### [GIVEN TEXT]
---*---
City of Gosnells Information
Gosnells is an LGA in the south east of Perth which was formally declared a city in 1977. Gosnells had by that stage been a gazetted municipal area since 1907.
Gosnells is located twenty kilometres southeast of the Perth CBD. The City covers an area of 128 km square and has an estimated population of 106,724, although a considerable amount of this is state forest merging east into the Darling Scarp.
The east coast of Australia was claimed and settled by Britain in 1788, but by the early 19th Century the British feared that the French might claim the western half of Australia led to the British settling it themselves.
Early settlers were given grants of land in proportion to the value of goods they brought with them. The first Europeans to settle the area included Thomas Hester and John Davis, who arrived in 1829. Another early settler was John Randal Phillips, who named his farm “Maddington” after Maddington in England after which the current suburb within the city of Gosnells is named.
---*---
### [EXTRACTED MATERIAL]
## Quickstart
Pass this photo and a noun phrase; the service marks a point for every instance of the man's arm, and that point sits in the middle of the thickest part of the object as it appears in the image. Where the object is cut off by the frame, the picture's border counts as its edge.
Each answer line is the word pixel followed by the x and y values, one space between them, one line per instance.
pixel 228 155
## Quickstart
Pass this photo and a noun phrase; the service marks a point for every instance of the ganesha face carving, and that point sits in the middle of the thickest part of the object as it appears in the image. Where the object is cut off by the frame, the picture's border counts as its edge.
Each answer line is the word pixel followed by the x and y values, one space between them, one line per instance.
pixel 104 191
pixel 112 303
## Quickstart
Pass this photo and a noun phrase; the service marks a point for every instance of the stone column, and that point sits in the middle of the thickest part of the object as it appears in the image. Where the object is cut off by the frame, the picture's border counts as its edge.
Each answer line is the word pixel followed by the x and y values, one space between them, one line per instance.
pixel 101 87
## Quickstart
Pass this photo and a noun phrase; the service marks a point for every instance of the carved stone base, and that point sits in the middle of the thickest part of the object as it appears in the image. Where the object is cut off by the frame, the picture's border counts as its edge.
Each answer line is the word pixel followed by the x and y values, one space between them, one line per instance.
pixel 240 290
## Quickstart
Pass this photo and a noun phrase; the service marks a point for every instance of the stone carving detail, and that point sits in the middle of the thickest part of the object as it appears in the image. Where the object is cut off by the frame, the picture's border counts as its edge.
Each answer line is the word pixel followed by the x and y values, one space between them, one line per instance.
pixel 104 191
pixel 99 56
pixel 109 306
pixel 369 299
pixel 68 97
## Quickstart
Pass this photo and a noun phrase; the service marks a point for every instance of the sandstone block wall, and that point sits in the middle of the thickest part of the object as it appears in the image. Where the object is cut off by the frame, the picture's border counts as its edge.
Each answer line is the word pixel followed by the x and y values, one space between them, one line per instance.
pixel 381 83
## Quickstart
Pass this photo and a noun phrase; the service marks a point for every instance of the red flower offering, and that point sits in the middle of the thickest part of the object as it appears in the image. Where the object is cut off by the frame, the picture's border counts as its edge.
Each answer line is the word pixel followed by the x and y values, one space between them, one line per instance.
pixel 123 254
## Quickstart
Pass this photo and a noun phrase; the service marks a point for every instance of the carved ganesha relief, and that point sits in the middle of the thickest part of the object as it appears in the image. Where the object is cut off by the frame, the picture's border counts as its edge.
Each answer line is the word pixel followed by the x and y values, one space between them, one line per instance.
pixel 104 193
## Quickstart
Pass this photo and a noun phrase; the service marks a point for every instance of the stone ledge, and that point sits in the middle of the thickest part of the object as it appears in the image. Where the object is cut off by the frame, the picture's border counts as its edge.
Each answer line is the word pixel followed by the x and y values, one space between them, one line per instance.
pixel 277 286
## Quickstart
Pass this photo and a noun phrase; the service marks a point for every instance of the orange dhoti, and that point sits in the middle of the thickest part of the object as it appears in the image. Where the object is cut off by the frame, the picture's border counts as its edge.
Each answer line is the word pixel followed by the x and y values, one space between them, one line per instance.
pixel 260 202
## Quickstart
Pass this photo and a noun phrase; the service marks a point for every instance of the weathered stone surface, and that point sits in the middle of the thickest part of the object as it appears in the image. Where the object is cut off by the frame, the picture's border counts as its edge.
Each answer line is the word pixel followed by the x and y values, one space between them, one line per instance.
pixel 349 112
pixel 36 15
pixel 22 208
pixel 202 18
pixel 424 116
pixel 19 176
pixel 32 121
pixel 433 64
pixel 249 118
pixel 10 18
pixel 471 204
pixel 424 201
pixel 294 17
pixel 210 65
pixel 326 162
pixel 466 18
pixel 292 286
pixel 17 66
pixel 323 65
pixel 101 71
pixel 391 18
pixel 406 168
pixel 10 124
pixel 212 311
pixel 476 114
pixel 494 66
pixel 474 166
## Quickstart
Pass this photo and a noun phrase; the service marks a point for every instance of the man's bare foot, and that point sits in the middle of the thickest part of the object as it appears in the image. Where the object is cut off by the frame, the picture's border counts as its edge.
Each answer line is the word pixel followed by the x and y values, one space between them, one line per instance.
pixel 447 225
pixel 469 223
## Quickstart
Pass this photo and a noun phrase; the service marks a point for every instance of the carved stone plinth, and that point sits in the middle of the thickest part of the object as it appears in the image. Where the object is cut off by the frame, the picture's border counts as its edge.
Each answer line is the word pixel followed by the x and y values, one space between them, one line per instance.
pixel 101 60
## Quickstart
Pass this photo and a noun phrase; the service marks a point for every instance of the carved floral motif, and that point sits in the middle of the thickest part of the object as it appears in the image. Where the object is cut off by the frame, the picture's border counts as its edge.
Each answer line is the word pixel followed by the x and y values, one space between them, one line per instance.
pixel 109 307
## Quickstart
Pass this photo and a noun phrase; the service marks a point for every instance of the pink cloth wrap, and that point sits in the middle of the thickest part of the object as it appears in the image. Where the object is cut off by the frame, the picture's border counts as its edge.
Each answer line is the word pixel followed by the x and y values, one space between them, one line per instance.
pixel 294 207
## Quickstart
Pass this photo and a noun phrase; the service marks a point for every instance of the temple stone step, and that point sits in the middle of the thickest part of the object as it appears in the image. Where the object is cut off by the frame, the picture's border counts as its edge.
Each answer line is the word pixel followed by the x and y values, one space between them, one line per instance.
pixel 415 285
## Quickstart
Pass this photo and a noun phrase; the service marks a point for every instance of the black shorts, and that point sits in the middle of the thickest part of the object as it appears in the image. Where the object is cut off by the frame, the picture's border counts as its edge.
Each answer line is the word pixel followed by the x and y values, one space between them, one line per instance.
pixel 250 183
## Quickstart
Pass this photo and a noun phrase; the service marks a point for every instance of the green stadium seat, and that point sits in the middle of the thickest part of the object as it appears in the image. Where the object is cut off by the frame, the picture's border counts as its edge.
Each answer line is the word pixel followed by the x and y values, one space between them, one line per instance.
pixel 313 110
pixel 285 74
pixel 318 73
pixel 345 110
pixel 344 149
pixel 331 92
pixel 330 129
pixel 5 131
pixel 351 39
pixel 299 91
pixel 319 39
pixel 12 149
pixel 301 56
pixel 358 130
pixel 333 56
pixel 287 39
---*---
### [WHAT THE EXERCISE ASKS]
Transcribe everything in the City of Gosnells text from "Gosnells is located" down to "settling it themselves.".

### [WORKED ANSWER]
Gosnells is located twenty kilometres southeast of the Perth CBD. The City covers an area of 128 km square and has an estimated population of 106,724, although a considerable amount of this is state forest merging east into the Darling Scarp.
The east coast of Australia was claimed and settled by Britain in 1788, but by the early 19th Century the British feared that the French might claim the western half of Australia led to the British settling it themselves.